* YOUR OBJECTIVE: Rewrite the entries below with "control knob" changed to "dial" and everything else left as it is. Omit the pictures.

>> BEGIN

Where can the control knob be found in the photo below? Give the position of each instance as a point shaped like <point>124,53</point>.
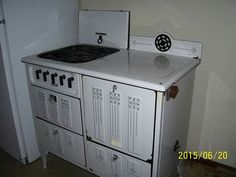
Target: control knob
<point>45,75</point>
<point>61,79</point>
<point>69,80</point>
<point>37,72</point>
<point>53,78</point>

>> END

* SOLUTION TO THIS EXERCISE:
Where can the dial be found in the photo below? Give the position of each instance as a point shaped like <point>124,53</point>.
Target: dial
<point>45,75</point>
<point>61,79</point>
<point>69,80</point>
<point>37,72</point>
<point>53,78</point>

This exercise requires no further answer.